■ **Provided data**
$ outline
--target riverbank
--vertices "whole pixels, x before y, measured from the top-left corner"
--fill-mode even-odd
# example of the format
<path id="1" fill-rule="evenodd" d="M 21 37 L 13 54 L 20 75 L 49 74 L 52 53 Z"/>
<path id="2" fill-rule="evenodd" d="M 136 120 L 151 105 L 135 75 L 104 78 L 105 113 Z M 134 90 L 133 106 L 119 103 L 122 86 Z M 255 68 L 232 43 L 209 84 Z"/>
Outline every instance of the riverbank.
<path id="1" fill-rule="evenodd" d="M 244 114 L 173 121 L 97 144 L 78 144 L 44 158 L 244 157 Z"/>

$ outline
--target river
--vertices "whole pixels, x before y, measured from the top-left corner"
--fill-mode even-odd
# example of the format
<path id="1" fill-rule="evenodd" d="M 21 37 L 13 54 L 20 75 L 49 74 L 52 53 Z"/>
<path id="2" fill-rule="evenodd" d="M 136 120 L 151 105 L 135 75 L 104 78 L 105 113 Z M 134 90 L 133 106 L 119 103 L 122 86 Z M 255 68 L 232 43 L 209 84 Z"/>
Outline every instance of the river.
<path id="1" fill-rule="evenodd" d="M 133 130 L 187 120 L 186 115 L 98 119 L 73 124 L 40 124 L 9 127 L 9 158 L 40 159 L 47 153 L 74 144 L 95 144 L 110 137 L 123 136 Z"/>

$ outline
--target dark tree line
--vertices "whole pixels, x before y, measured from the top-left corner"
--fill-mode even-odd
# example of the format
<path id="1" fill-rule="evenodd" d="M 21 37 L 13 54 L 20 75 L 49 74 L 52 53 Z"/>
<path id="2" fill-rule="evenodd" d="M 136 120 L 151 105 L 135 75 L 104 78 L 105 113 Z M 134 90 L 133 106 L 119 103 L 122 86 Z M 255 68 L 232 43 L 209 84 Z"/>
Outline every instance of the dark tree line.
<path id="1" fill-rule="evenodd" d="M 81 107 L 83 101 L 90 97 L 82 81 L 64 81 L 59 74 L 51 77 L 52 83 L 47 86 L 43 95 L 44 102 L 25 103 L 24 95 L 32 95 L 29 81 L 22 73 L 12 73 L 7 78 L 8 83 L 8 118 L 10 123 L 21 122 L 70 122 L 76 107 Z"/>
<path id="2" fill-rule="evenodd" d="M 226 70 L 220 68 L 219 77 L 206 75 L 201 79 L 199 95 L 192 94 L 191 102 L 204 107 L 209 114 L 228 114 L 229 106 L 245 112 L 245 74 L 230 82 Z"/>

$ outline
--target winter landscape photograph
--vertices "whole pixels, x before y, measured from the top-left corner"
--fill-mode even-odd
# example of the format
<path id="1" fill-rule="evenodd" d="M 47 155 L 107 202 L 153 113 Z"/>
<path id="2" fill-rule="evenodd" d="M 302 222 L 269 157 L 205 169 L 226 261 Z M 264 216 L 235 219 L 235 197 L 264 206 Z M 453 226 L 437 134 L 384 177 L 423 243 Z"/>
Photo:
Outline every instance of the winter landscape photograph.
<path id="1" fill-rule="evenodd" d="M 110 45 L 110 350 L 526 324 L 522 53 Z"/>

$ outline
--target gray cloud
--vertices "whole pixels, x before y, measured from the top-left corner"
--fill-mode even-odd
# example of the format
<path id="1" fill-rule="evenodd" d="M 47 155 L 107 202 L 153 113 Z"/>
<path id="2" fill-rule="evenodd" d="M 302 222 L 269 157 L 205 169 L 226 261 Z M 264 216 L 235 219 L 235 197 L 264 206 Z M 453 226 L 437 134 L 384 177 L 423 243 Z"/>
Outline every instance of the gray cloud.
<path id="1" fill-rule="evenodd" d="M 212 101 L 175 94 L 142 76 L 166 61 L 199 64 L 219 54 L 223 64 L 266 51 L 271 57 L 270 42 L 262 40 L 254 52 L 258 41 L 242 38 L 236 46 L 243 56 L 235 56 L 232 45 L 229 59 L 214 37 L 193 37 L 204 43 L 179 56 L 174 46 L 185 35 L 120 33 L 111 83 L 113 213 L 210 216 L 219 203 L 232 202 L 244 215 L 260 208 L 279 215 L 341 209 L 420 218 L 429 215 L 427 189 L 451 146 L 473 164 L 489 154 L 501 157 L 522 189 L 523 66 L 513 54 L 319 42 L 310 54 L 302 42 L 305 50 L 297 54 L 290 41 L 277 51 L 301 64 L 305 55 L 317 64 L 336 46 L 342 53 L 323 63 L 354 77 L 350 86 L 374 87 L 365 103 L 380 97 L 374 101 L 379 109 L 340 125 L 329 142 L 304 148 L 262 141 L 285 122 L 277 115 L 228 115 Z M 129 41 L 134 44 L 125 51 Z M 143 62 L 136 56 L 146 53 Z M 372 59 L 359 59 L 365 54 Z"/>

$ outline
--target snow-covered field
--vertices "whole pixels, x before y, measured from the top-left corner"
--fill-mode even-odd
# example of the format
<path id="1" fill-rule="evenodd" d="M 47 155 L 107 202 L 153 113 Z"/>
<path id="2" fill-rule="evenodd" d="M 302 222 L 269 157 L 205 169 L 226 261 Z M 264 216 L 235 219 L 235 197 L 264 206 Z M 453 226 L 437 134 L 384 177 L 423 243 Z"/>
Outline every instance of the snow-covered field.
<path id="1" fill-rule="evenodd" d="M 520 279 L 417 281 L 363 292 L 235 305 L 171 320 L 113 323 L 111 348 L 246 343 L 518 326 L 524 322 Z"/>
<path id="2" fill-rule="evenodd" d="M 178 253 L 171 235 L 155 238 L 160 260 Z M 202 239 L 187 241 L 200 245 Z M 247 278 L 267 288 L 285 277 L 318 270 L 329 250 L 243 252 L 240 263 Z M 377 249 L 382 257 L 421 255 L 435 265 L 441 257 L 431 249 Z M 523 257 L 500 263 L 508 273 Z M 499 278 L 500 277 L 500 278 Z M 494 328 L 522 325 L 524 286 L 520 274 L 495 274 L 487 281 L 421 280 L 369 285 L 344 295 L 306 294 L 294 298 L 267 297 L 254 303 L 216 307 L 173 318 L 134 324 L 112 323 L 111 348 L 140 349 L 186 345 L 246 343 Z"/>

■ **Prompt**
Output the records above in their entirety, exactly.

■ **Correct output**
$ outline
--target riverbank
--vertices "whole pixels, x before y, measured from the top-left corner"
--fill-mode even-odd
# example of the format
<path id="1" fill-rule="evenodd" d="M 21 37 L 13 54 L 20 75 L 49 74 L 52 53 Z"/>
<path id="2" fill-rule="evenodd" d="M 136 120 L 151 105 L 135 75 L 104 78 L 105 113 Z M 134 90 L 133 106 L 119 103 L 122 86 Z M 255 68 L 232 43 L 209 84 Z"/>
Outline every instance of the riverbank.
<path id="1" fill-rule="evenodd" d="M 244 114 L 173 121 L 97 144 L 78 144 L 44 158 L 244 157 Z"/>

$ outline
--target river
--vertices "whole pixels, x before y, measured from the top-left corner"
--fill-mode even-odd
# example of the format
<path id="1" fill-rule="evenodd" d="M 21 37 L 13 54 L 20 75 L 49 74 L 52 53 Z"/>
<path id="2" fill-rule="evenodd" d="M 136 120 L 151 105 L 135 75 L 104 78 L 105 113 Z M 134 90 L 133 106 L 119 103 L 122 86 Z M 255 68 L 232 43 L 209 84 Z"/>
Outline every instance of the river.
<path id="1" fill-rule="evenodd" d="M 133 130 L 187 120 L 186 115 L 98 119 L 73 124 L 40 124 L 9 127 L 9 158 L 40 159 L 47 153 L 74 144 L 95 144 L 110 137 L 123 136 Z"/>

$ outline
--target dark tree line
--vertices "whole pixels, x before y, measured from the top-left corner"
--fill-mode even-odd
# example of the format
<path id="1" fill-rule="evenodd" d="M 21 37 L 13 54 L 20 75 L 49 74 L 52 53 Z"/>
<path id="2" fill-rule="evenodd" d="M 136 120 L 151 105 L 135 75 L 104 78 L 105 113 Z M 134 90 L 133 106 L 119 103 L 122 86 Z M 255 68 L 232 43 L 209 84 Z"/>
Outline every instance of the dark tree line.
<path id="1" fill-rule="evenodd" d="M 81 107 L 83 101 L 90 97 L 82 81 L 64 81 L 59 74 L 51 77 L 52 83 L 47 86 L 43 95 L 44 102 L 25 103 L 24 95 L 32 95 L 29 81 L 22 73 L 12 73 L 7 78 L 8 83 L 8 118 L 10 123 L 21 122 L 70 122 L 76 107 Z"/>
<path id="2" fill-rule="evenodd" d="M 226 70 L 220 68 L 219 77 L 206 75 L 201 79 L 199 95 L 192 94 L 191 102 L 204 107 L 209 114 L 228 114 L 229 106 L 245 112 L 245 74 L 230 82 Z"/>

$ outline
--target winter landscape photograph
--vertices "whole pixels, x before y, measured from the top-left corner"
--fill-mode even-odd
# example of the format
<path id="1" fill-rule="evenodd" d="M 47 155 L 107 202 L 153 113 Z"/>
<path id="2" fill-rule="evenodd" d="M 302 222 L 269 157 L 205 169 L 226 261 Z M 264 216 L 235 219 L 235 197 L 264 206 Z M 453 226 L 437 134 L 384 177 L 423 243 Z"/>
Photo:
Outline every instance of the winter landscape photograph.
<path id="1" fill-rule="evenodd" d="M 110 45 L 110 350 L 526 324 L 522 53 Z"/>

$ outline
--target gray cloud
--vertices "whole pixels, x before y, measured from the top-left corner"
--fill-mode even-odd
# example of the format
<path id="1" fill-rule="evenodd" d="M 47 155 L 107 202 L 153 113 Z"/>
<path id="2" fill-rule="evenodd" d="M 302 222 L 269 157 L 205 169 L 226 261 Z M 264 216 L 235 219 L 235 197 L 264 206 Z M 453 226 L 437 134 L 384 177 L 423 243 Z"/>
Outline every instance of the gray cloud.
<path id="1" fill-rule="evenodd" d="M 212 101 L 175 94 L 142 76 L 166 61 L 199 64 L 219 54 L 223 64 L 266 51 L 271 57 L 270 42 L 262 40 L 254 52 L 258 41 L 242 38 L 236 46 L 243 56 L 235 56 L 232 45 L 229 59 L 214 37 L 193 37 L 204 43 L 179 56 L 174 46 L 185 35 L 120 33 L 111 83 L 113 213 L 210 216 L 219 203 L 232 202 L 244 215 L 260 208 L 279 215 L 341 209 L 420 218 L 429 215 L 427 189 L 451 146 L 473 164 L 489 154 L 501 157 L 522 189 L 523 66 L 513 54 L 319 42 L 310 54 L 302 42 L 305 50 L 297 54 L 290 41 L 277 51 L 301 64 L 305 55 L 317 64 L 336 46 L 342 53 L 323 63 L 354 77 L 350 86 L 374 87 L 365 103 L 380 97 L 374 101 L 379 109 L 340 125 L 329 142 L 304 148 L 262 141 L 285 122 L 277 115 L 228 115 Z M 129 41 L 134 44 L 125 51 Z M 143 62 L 136 56 L 146 53 Z M 372 59 L 359 59 L 365 54 Z"/>

$ outline
--target snow-covered field
--vertices "whole pixels, x before y, measured from the top-left corner"
--fill-mode even-odd
# example of the format
<path id="1" fill-rule="evenodd" d="M 47 155 L 107 202 L 153 113 Z"/>
<path id="2" fill-rule="evenodd" d="M 302 222 L 269 157 L 205 169 L 226 261 Z M 264 216 L 235 219 L 235 197 L 264 206 Z M 453 226 L 437 134 L 384 177 L 423 243 Z"/>
Outline every instance of the snow-covered field.
<path id="1" fill-rule="evenodd" d="M 520 279 L 417 281 L 363 292 L 235 305 L 171 320 L 113 323 L 111 348 L 246 343 L 518 326 L 524 322 Z"/>
<path id="2" fill-rule="evenodd" d="M 178 253 L 171 235 L 155 238 L 160 260 Z M 202 239 L 187 241 L 200 245 Z M 247 278 L 267 288 L 285 277 L 318 270 L 329 250 L 243 252 L 240 263 Z M 377 249 L 382 257 L 421 255 L 435 265 L 441 257 L 431 249 Z M 523 257 L 500 263 L 508 273 Z M 499 278 L 500 277 L 500 278 Z M 494 328 L 522 325 L 524 286 L 520 274 L 495 274 L 487 281 L 421 280 L 369 285 L 344 295 L 306 294 L 294 298 L 267 297 L 254 303 L 216 307 L 173 318 L 134 324 L 112 323 L 111 348 L 140 349 L 186 345 L 246 343 Z"/>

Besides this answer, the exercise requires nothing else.